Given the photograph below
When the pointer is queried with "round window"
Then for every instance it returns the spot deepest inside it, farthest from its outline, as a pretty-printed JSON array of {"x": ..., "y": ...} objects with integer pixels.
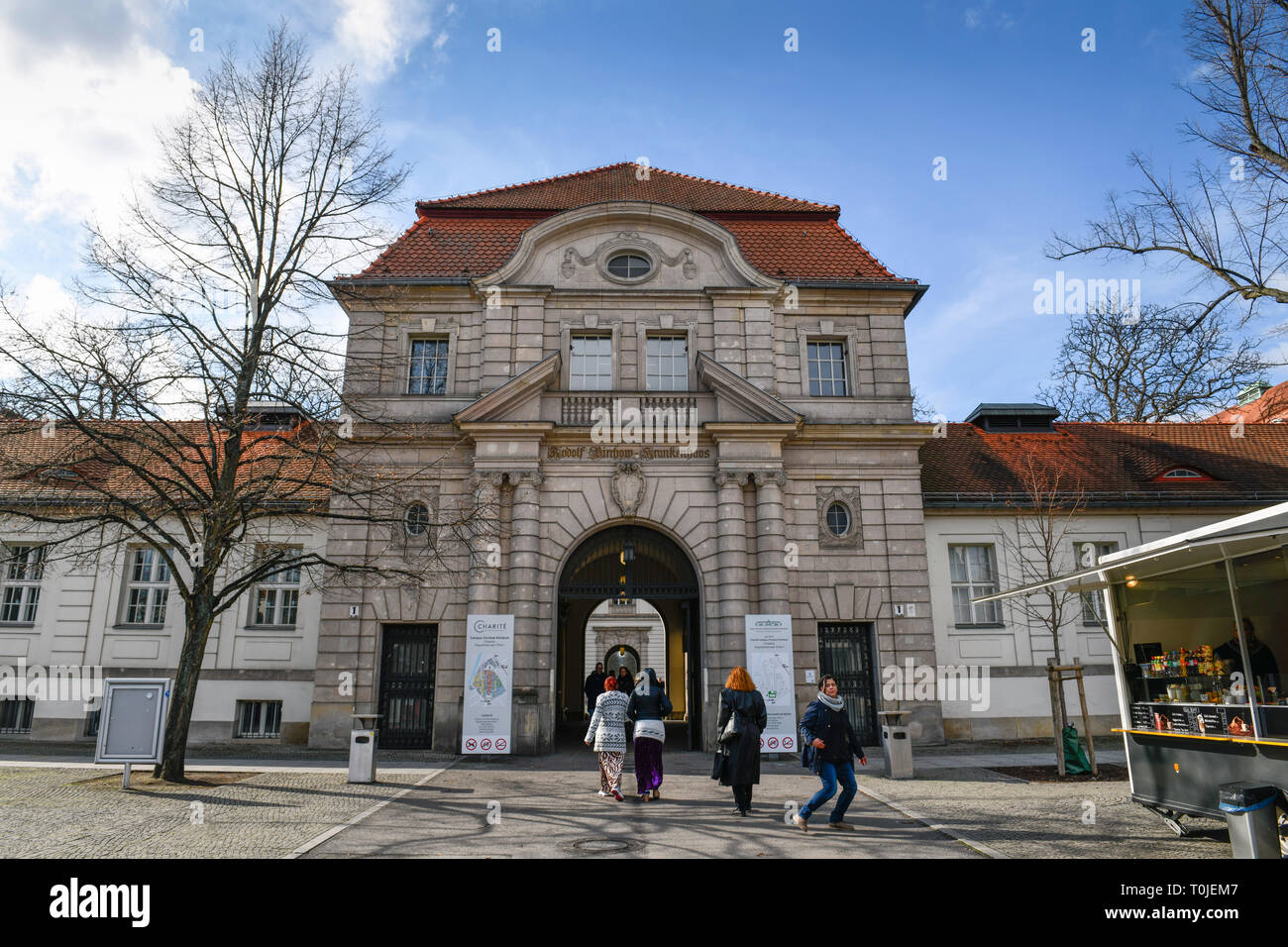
[
  {"x": 629, "y": 265},
  {"x": 417, "y": 519},
  {"x": 837, "y": 519}
]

*ACTION ITEM*. What is needed is an exact copy of only the lines from the line containing "Then for every" through the last line of the entries, inclusive, without the pictures.

*RESPONSE TO THE TASK*.
Then for every instance it returns the spot deepest inside it, farthest from its outline, as a pretty-printed JSON array of {"x": ..., "y": ...} objects with integer pixels.
[
  {"x": 629, "y": 265},
  {"x": 417, "y": 519},
  {"x": 837, "y": 519}
]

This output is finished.